* Short task: According to the paper summary on unconstrained linear bandits, whose perturbation-based bandit linear optimization approach does the paper revisit?

* Selected text:
* * * *
A Perturbation Approach to Unconstrained Linear Bandits¶
Conference: ICML2026
arXiv: 2603.28201
Code: No public code (Theoretical paper, no repository provided in cache)
Area: Optimization / Online Learning / Bandit Theory
Keywords: Unconstrained linear bandit, online linear optimization, perturbation estimation, dynamic regret, high-probability bounds
TL;DR¶
This paper revisits the perturbation-based bandit linear optimization approach of Abernethy et al., proposing the PABLO reduction to transform unconstrained linear bandits into a problem that can call any OLO subroutine. This yields comparator-adaptive static/dynamic regret, high-probability bounds, and discussions on several lower bounds.
Background & Motivation¶
Background: Bandit Linear Optimization requires the learner to choose an action \(w_t\) at each round and observe only a scalar loss \(\langle \ell_t, w_t\rangle\) rather than the full gradient \(\ell_t\). Classic works typically study bounded action sets, such as Euclidean balls or polytopes; in these settings, exploration noise must ensure the action remains within the feasible region, and the regret is controlled by the domain diameter.
Limitations of Prior Work: Unconstrained BLO (uBLO) expands the action set to \(\mathbb{R}^d\), aiming to adapt to any comparator \(u\) while controlling the risk relative to the zero action \(R_T(0) \le \epsilon\). This setting is closer to parameter-free online learning, but since bandit feedback provides only one-dimensional observations, it remains unclear how to simultaneously achieve comparator norm adaptation, dynamic comparator adaptation, and high-probability bounds.
Key Challenge: Unconstrained domains seem more difficult because there is no fixed radius limiting the actions; however, precisely because there are no feasible region constraints, the perturbation matrix does not need to be determined by barrier geometry and can be chosen freely. The key insight of the paper is that in uBLO, as long as an unbiased loss estimate with a controllable norm is constructed, the problem can be handed over to mature Online Linear Optimization subroutines.
Goal: The authors aim to establish a modular reduction: the bandit part is responsible only for random perturbations and constructing loss estimates, while the full-information OLO part handles comparator-adaptive or dynamic regret. Based on this framework, the paper provides expected regret, high-probability static/dynamic regret, and discusses the dimensional dependence of static lower bounds.
Key Insight: The paper starts from the SCRiBLe/Abernethy perturbation method but decouples the OLO updates from the self-concordant barrier. In each round, PABLO first has an arbitrary OLO algorithm output \(w_t\), then samples a randomly perturbed point controlled by a matrix around \(w_t\), and uses single-point bandit feedback to derive an unbiased estimate \(\tilde{\ell}_t\).
Core Idea: In unconstrained linear bandits, use adjustable matrix perturbations to construct "good enough" loss estimates, reducing BLO to an OLO subroutine call, thereby inheriting the strong regret guarantees of parameter-free and dynamic OLO.
* * * *
* Record extracts:
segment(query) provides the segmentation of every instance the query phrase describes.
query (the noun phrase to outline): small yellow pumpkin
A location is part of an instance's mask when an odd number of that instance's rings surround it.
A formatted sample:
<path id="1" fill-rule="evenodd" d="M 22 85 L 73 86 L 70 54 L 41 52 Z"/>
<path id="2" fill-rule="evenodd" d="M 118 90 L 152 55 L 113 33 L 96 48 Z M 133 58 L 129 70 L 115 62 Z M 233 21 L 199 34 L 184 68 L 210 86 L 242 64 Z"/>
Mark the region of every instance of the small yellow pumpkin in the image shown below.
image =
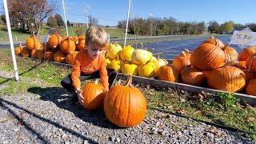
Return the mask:
<path id="1" fill-rule="evenodd" d="M 115 44 L 110 44 L 110 47 L 106 51 L 106 54 L 111 59 L 116 59 L 120 51 L 122 50 L 122 47 L 117 42 Z"/>
<path id="2" fill-rule="evenodd" d="M 130 74 L 130 75 L 137 75 L 138 74 L 138 66 L 135 64 L 130 64 L 129 62 L 123 65 L 122 68 L 122 73 Z"/>
<path id="3" fill-rule="evenodd" d="M 120 59 L 114 59 L 110 64 L 110 68 L 115 70 L 117 72 L 121 72 L 124 62 Z"/>
<path id="4" fill-rule="evenodd" d="M 141 65 L 138 68 L 138 74 L 141 77 L 152 78 L 155 76 L 155 66 L 152 62 L 147 62 L 146 65 Z"/>
<path id="5" fill-rule="evenodd" d="M 134 51 L 134 47 L 132 47 L 130 45 L 126 46 L 120 51 L 120 54 L 119 54 L 120 58 L 124 62 L 126 60 L 128 60 L 129 62 L 130 62 L 131 54 L 133 54 Z"/>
* * * *
* Solution: Abernethy et al.